§ **SHORT PROBLEM**: Which lines in the entries below contain the string "query"? Return each of them in full.

§ **ENTRIES**:

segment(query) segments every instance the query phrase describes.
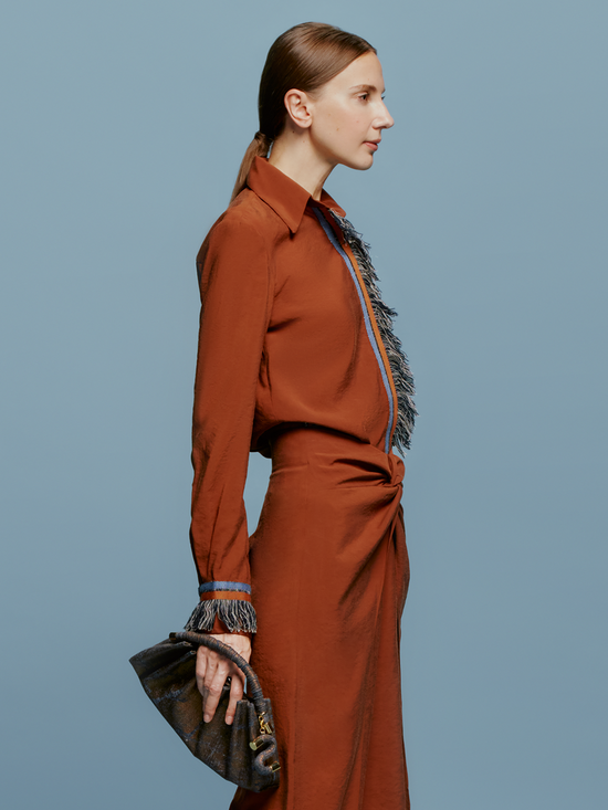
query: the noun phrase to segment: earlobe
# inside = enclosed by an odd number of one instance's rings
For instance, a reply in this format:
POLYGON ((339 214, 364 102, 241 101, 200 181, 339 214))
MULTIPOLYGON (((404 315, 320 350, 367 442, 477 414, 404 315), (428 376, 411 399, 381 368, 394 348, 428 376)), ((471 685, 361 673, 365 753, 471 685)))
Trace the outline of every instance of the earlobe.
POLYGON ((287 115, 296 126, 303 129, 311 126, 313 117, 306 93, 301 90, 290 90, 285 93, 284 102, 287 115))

---

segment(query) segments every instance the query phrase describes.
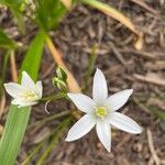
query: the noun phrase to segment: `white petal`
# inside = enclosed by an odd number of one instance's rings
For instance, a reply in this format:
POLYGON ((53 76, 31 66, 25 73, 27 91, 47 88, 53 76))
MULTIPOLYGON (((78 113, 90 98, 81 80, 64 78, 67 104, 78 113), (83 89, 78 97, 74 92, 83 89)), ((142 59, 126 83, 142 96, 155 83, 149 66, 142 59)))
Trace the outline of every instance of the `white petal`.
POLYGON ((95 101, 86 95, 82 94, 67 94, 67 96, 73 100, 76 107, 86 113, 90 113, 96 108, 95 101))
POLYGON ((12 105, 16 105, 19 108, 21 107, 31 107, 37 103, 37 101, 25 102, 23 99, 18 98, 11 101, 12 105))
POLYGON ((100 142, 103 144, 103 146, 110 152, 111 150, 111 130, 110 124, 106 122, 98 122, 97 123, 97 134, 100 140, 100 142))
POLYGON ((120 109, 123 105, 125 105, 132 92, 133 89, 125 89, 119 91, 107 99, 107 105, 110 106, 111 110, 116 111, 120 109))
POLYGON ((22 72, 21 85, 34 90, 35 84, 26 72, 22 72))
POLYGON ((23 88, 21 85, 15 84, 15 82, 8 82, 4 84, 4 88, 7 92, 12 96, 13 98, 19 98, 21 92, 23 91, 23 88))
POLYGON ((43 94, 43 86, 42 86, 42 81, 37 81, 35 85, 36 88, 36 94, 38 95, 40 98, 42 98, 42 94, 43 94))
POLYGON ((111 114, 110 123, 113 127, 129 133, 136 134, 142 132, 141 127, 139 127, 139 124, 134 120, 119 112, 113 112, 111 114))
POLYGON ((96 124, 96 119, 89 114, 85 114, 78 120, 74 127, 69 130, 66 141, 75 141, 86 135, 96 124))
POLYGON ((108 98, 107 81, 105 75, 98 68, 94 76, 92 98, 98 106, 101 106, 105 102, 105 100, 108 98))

§ **EXERCISE ANSWER**:
segment(query) segments every instance the query phrase describes.
query: the noun phrase to segment: earlobe
segment(query) segments every instance the query phrase describes.
query: the noun phrase to segment: `white petal`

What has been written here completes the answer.